• [Required action]: Please give the listing again in its entirety, exactly as written.
*** Study material ***
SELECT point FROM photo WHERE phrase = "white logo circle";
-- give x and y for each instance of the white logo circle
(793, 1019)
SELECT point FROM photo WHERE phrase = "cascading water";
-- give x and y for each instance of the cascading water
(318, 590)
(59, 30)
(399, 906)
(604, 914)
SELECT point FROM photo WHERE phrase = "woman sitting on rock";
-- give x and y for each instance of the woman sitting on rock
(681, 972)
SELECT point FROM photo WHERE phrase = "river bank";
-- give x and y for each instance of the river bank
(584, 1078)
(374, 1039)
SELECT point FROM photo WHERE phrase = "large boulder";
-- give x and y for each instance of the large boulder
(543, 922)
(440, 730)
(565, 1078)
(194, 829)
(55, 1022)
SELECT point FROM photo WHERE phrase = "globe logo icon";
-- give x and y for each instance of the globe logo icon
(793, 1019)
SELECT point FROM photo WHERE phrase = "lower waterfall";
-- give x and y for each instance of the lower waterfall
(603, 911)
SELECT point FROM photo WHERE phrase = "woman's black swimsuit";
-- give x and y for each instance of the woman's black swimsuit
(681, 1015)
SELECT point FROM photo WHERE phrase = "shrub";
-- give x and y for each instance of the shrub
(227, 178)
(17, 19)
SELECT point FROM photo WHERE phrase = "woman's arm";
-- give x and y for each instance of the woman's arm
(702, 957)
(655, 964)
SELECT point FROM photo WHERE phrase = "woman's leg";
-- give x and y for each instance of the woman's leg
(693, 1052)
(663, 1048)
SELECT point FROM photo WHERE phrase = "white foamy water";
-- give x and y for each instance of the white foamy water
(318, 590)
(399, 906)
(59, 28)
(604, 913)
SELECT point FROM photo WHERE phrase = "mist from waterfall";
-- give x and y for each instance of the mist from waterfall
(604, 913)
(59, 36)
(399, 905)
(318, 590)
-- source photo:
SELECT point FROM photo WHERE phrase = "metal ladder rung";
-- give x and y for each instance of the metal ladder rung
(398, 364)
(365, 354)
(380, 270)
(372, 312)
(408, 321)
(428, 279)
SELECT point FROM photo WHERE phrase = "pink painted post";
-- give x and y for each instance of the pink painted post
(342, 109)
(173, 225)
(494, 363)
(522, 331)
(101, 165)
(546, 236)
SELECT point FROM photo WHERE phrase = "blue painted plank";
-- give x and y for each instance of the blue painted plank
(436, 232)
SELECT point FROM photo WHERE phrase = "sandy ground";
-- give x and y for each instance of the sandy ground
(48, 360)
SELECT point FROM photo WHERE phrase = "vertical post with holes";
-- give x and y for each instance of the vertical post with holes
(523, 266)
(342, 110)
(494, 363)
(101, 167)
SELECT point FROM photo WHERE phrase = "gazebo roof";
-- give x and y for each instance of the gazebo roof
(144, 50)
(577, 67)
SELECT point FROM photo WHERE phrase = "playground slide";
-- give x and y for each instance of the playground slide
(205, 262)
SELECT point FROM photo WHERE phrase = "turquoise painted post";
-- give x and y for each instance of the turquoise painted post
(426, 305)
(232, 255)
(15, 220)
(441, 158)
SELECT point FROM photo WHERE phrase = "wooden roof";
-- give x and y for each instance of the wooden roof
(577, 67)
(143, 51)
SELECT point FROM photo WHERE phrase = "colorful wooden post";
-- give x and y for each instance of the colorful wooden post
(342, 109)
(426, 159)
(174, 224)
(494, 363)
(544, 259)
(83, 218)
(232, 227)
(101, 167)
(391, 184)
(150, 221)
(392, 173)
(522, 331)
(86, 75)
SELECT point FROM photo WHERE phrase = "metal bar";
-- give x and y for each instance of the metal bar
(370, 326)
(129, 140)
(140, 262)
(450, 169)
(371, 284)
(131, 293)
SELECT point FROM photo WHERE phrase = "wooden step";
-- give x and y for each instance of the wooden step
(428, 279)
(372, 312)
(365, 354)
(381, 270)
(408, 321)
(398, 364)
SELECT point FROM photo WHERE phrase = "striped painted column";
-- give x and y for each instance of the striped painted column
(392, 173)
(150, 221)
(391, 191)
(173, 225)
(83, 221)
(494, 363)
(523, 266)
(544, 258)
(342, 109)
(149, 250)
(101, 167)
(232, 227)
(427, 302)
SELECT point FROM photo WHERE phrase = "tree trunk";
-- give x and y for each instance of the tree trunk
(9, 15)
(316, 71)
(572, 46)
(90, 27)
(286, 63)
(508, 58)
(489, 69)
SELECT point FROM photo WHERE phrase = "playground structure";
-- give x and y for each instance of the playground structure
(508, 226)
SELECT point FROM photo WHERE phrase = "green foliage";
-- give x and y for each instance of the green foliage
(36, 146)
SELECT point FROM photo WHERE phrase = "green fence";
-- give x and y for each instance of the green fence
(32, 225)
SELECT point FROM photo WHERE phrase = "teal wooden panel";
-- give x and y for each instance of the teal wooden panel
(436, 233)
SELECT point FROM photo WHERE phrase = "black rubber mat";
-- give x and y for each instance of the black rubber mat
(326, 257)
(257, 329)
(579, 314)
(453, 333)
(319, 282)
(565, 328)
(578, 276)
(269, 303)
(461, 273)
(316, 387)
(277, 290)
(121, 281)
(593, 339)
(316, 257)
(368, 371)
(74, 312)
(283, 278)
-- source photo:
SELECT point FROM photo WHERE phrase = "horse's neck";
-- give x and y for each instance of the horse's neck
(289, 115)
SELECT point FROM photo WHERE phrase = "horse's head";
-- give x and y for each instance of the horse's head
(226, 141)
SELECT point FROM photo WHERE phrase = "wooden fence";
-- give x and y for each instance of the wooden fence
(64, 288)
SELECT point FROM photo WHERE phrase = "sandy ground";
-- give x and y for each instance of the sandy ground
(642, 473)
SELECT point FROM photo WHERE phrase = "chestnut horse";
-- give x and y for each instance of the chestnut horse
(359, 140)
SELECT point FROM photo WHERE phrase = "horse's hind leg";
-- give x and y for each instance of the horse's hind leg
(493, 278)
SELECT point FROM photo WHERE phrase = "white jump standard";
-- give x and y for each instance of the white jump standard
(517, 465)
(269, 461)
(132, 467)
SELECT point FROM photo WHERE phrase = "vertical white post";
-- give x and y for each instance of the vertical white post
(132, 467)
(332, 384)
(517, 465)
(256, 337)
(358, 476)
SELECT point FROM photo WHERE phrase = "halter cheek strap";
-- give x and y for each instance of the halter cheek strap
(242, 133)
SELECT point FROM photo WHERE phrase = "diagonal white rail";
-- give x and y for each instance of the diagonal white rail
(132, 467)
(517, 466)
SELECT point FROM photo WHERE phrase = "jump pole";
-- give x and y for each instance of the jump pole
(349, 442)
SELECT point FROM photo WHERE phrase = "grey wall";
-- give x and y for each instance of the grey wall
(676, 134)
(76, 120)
*** End of Study material ***
• [Problem solution]:
SELECT point FROM photo WHERE phrase = "white logo circle";
-- give x and y for each instance of the white logo circle
(793, 1019)
SELECT point FROM photo WHERE phrase = "cascading water";
-- give x and y for each instance of the cascading water
(318, 590)
(59, 30)
(399, 906)
(604, 914)
SELECT point FROM photo WHERE phrase = "woman sitting on rock";
-- give x and y for each instance of the woman sitting on rock
(681, 972)
SELECT point FROM photo WHERE phrase = "river bank";
-- give x and y for each instance of the river bank
(584, 1078)
(374, 1039)
SELECT point FROM photo WHERE phrase = "large boulder";
-- give x and y for each instance of the large boulder
(543, 922)
(440, 730)
(565, 1078)
(194, 829)
(55, 1022)
SELECT point FROM photo WHERE phrase = "globe logo icon";
-- give x and y for each instance of the globe logo icon
(793, 1019)
SELECT point FROM photo WHERE phrase = "lower waterfall";
-- give x and y for each instance of the lower waterfall
(603, 911)
SELECT point FROM photo WHERE phrase = "woman's black swimsuit";
-- give x and y for each instance of the woman's black swimsuit
(681, 1015)
SELECT point FROM photo WHERE phrase = "shrub";
-- give x and y for each instance of the shrub
(227, 178)
(17, 19)
SELECT point FROM photo WHERE phrase = "woman's arm";
-- give x and y for each instance of the woman's arm
(702, 957)
(655, 964)
SELECT point FROM photo WHERE phrase = "woman's leg";
-- give x and y for each instance of the woman's leg
(693, 1052)
(663, 1048)
SELECT point FROM photo WHERE phrase = "white foamy water";
-- give x and y for each instance of the white foamy water
(318, 590)
(399, 906)
(59, 28)
(604, 913)
SELECT point FROM photo WHERE phrase = "mist from waterfall";
-- give x and y for each instance of the mist from waterfall
(604, 913)
(59, 36)
(399, 905)
(318, 590)
-- source photo:
SELECT point FROM photo WHERE phrase = "metal ladder rung";
-- give x and y for each instance of the metal ladder rung
(398, 364)
(365, 354)
(380, 270)
(372, 312)
(408, 321)
(428, 279)
SELECT point FROM photo WHERE phrase = "pink painted post";
-- give x and y for each instance of the pink painted post
(342, 109)
(173, 225)
(494, 363)
(522, 331)
(101, 165)
(546, 236)
SELECT point FROM photo WHERE phrase = "blue painted plank";
-- give x and y for each instance of the blue painted plank
(436, 232)
SELECT point FROM photo WHERE phrase = "sandy ground";
-- give x and y for each instance of the sandy ground
(48, 360)
SELECT point FROM photo WHERE phrase = "vertical post with holes";
-- give x and y for each instance of the vertical post with holes
(523, 266)
(342, 110)
(494, 363)
(101, 167)
SELECT point FROM photo WHERE phrase = "gazebo roof";
-- give x and y for each instance of the gazebo roof
(144, 50)
(577, 67)
SELECT point FROM photo WHERE phrase = "playground slide";
-- give x and y for each instance of the playground slide
(205, 262)
SELECT point FROM photo WHERE phrase = "turquoise painted post";
-- give x and y for each instance of the turquoise painted post
(426, 305)
(232, 255)
(15, 220)
(441, 158)
SELECT point FROM photo WHERE phrase = "wooden roof";
-- give x and y for each instance of the wooden roof
(577, 67)
(143, 51)
SELECT point FROM photo WHERE phrase = "colorful wooden post";
-- give x and y for each instance of the colorful wooden post
(342, 109)
(426, 159)
(174, 224)
(494, 363)
(544, 259)
(83, 218)
(232, 227)
(101, 167)
(391, 184)
(150, 221)
(392, 173)
(522, 331)
(86, 75)
SELECT point FROM photo WHERE phrase = "metal bar";
-- give x and y for each instance of the metal bar
(370, 326)
(129, 140)
(140, 262)
(450, 169)
(371, 284)
(131, 293)
SELECT point FROM photo WHERE phrase = "wooden step";
-- give x and y for each instance of the wooden step
(428, 279)
(372, 312)
(365, 354)
(381, 270)
(408, 321)
(398, 364)
SELECT point FROM photo WHERE phrase = "striped painted column";
-- give x and y for each instance of the striped painted column
(392, 173)
(150, 221)
(391, 191)
(173, 225)
(83, 221)
(494, 363)
(523, 266)
(544, 258)
(342, 109)
(149, 250)
(101, 167)
(232, 227)
(427, 302)
SELECT point FROM photo WHERE phrase = "tree trunk";
-- give x and y for each instance of the tree trunk
(9, 15)
(316, 71)
(572, 46)
(90, 27)
(286, 63)
(508, 58)
(489, 69)
SELECT point FROM photo WHERE phrase = "playground structure";
-- give x and y for each instance of the playground structure
(508, 226)
SELECT point FROM photo WHERE phrase = "green foliage";
-- give x and y for each instance of the green foliage
(36, 146)
SELECT point FROM photo WHERE phrase = "green fence";
-- give x and y for each instance of the green fence
(32, 225)
SELECT point FROM photo WHERE phrase = "teal wooden panel";
-- give x and y for each instance of the teal wooden panel
(436, 233)
SELECT point FROM photo WHERE phrase = "black rubber mat";
-- give x and y for each instance of the black rubber mat
(326, 257)
(257, 329)
(579, 314)
(453, 333)
(319, 282)
(565, 328)
(578, 276)
(269, 303)
(461, 273)
(316, 387)
(277, 290)
(121, 281)
(593, 339)
(316, 257)
(368, 371)
(74, 312)
(283, 278)
-- source photo:
SELECT point FROM photo WHERE phrase = "horse's neck";
-- give x and y for each instance of the horse's neck
(289, 115)
SELECT point FROM photo WHERE phrase = "horse's head";
-- give x and y for each instance of the horse's head
(226, 141)
SELECT point FROM photo WHERE phrase = "wooden fence";
-- give x and y for each instance of the wooden fence
(64, 288)
SELECT point FROM photo WHERE phrase = "sandy ground";
-- give x and y for each instance of the sandy ground
(642, 473)
SELECT point FROM photo WHERE phrase = "chestnut horse";
-- give x and y for each instance of the chestnut horse
(359, 140)
SELECT point FROM photo WHERE phrase = "horse's hind leg";
-- give x and y for each instance of the horse's hind leg
(493, 278)
SELECT point FROM photo WHERE phrase = "white jump standard";
-- give x and y for each instance of the white jump standard
(517, 465)
(269, 461)
(132, 467)
SELECT point FROM photo WHERE phrase = "vertical white post";
-- give x and y for each instance of the vertical white post
(132, 467)
(332, 384)
(517, 465)
(256, 337)
(358, 476)
SELECT point FROM photo WHERE phrase = "halter cheek strap";
-- give x and y for each instance of the halter cheek strap
(242, 133)
SELECT point FROM photo WHERE phrase = "diagonal white rail";
-- give x and y for each instance of the diagonal white rail
(132, 467)
(517, 466)
SELECT point FROM photo WHERE phrase = "jump pole";
-- give x and y for each instance of the jump pole
(349, 442)
SELECT point FROM photo WHERE phrase = "grey wall";
-- give x and y for each instance of the grey wall
(676, 134)
(76, 120)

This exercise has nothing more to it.